YOUR TASK → Which lines in the material below contain the string "shirt"? Report every one of them.

DATA TO USE →
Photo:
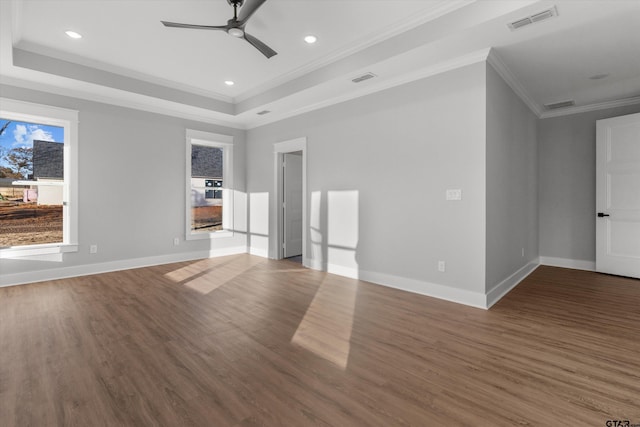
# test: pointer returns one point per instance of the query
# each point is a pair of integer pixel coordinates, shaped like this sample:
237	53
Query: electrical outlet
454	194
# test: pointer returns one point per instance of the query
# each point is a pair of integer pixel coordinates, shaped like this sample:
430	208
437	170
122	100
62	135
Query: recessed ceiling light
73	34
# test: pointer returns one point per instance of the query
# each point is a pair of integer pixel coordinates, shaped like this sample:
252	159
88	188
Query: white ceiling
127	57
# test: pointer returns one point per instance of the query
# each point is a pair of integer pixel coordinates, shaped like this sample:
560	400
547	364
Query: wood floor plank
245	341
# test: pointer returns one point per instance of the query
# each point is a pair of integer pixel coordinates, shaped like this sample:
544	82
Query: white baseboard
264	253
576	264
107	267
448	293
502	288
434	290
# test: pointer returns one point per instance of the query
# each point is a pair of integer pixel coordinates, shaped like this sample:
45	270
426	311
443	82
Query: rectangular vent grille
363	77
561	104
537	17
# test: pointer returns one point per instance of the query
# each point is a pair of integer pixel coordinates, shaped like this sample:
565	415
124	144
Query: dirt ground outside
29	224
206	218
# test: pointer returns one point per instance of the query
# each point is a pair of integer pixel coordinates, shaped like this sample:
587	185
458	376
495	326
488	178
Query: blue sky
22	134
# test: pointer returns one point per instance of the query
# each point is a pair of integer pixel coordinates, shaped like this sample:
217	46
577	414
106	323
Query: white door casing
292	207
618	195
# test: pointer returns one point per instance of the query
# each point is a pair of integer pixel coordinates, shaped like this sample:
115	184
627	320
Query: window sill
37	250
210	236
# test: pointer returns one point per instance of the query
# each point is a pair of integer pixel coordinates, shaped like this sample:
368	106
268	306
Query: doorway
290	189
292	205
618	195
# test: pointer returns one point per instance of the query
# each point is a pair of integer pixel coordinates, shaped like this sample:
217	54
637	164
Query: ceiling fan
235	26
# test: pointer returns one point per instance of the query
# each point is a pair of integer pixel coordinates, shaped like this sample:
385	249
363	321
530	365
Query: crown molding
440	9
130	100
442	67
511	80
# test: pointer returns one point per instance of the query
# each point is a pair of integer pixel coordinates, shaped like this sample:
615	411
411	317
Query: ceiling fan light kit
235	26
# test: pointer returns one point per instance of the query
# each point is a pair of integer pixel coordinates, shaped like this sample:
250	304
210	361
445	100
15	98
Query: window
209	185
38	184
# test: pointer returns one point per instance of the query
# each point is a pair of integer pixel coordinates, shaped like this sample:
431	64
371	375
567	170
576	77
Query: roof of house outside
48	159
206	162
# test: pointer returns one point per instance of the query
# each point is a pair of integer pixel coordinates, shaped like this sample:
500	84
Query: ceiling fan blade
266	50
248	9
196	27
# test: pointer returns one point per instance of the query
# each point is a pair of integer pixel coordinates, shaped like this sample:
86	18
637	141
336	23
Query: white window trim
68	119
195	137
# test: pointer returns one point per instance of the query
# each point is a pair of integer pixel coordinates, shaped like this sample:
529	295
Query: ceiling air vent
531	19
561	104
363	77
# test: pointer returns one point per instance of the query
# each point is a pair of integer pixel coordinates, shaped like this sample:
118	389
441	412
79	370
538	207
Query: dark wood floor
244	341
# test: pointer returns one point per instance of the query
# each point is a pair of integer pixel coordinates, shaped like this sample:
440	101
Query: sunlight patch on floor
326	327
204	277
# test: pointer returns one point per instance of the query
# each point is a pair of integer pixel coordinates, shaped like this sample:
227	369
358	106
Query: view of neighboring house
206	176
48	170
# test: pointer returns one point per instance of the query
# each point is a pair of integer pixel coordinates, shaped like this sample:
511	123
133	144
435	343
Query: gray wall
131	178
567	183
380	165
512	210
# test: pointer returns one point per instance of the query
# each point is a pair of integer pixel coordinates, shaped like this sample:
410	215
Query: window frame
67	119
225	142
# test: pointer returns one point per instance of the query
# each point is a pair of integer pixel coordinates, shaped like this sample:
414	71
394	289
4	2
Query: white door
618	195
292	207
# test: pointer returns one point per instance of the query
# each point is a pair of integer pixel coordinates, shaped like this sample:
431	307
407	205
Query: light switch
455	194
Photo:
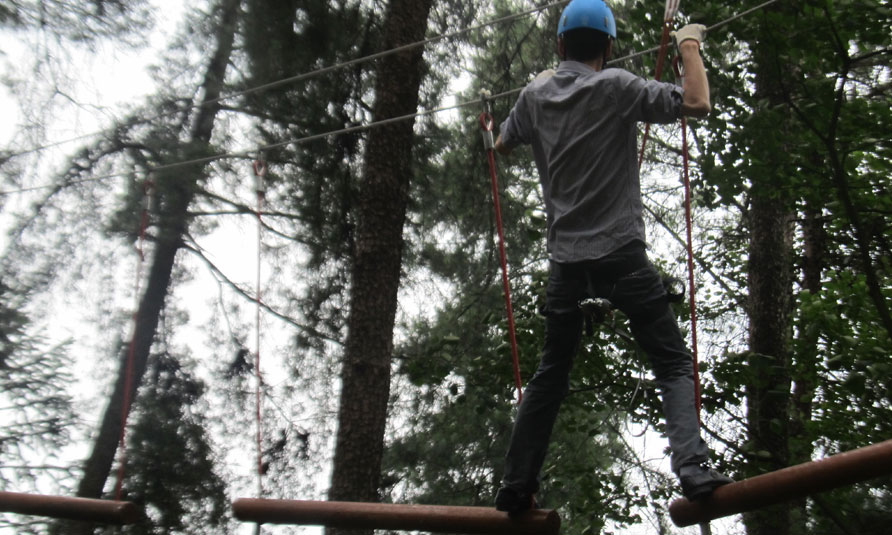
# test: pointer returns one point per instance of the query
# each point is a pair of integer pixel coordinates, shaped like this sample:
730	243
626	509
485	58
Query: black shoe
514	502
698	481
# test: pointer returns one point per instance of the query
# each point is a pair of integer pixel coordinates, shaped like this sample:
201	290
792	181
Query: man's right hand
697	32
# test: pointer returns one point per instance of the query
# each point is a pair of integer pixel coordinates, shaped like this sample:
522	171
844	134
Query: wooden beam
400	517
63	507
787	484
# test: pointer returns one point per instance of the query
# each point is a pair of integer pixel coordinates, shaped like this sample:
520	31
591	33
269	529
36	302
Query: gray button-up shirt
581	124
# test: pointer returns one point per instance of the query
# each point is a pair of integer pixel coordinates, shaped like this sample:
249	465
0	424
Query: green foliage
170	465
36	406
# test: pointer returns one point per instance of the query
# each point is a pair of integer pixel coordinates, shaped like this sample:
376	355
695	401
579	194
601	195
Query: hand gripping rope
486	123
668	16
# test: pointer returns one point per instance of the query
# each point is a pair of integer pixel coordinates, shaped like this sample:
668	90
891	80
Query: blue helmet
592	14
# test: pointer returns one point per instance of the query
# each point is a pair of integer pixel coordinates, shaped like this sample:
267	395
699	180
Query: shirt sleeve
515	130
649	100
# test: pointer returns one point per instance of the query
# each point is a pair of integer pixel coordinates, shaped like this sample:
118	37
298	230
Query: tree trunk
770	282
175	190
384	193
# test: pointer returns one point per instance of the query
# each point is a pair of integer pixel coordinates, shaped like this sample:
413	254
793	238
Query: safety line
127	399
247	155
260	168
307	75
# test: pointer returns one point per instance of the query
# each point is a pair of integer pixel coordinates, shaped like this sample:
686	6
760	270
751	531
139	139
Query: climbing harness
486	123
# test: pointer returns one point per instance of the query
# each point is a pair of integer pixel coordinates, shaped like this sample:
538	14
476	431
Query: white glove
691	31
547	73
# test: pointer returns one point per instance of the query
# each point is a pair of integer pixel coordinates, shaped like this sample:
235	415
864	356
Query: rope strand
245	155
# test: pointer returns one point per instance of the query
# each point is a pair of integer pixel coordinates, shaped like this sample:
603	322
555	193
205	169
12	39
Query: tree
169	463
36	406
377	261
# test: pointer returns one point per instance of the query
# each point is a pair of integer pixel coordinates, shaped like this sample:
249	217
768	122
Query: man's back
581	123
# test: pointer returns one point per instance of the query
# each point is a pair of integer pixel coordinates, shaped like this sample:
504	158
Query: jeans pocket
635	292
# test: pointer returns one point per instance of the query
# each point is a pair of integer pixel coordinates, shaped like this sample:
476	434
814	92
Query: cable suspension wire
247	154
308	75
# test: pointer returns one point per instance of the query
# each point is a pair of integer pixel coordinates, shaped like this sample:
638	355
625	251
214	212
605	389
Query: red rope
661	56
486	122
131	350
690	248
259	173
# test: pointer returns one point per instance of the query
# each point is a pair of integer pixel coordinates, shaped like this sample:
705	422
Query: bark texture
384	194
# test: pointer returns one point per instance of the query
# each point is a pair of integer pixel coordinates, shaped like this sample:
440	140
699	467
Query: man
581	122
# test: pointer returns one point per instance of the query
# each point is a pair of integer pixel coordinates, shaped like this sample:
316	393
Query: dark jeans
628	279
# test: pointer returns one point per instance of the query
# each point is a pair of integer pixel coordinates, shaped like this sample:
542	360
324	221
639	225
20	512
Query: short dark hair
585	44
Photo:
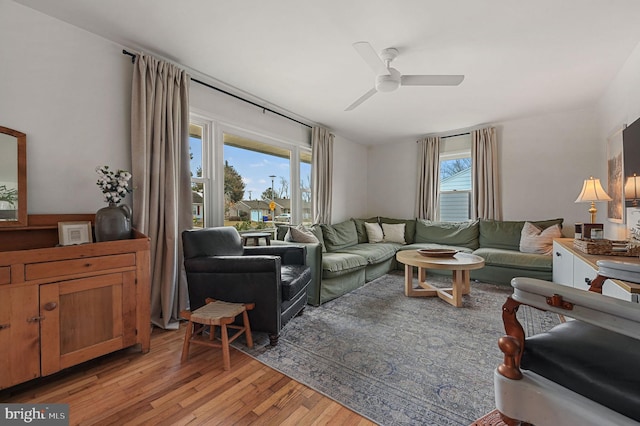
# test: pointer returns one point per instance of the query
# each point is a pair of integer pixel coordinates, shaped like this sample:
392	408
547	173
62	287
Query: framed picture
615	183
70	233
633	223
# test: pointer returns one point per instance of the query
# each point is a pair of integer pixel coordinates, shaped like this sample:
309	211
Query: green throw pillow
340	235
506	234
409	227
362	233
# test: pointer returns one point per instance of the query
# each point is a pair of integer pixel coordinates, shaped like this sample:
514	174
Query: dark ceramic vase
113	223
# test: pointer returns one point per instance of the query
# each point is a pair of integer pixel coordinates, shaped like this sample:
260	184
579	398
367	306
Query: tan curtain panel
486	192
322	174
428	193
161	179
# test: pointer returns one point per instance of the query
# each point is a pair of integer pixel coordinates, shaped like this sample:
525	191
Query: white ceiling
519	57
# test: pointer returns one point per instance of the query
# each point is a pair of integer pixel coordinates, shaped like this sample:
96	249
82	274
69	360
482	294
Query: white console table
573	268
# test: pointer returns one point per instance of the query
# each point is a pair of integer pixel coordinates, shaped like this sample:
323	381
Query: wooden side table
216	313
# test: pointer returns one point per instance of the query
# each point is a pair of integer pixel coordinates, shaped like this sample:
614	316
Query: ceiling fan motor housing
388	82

TASK ANSWER →
Query: gray button-up shirt
Query: shirt sleeve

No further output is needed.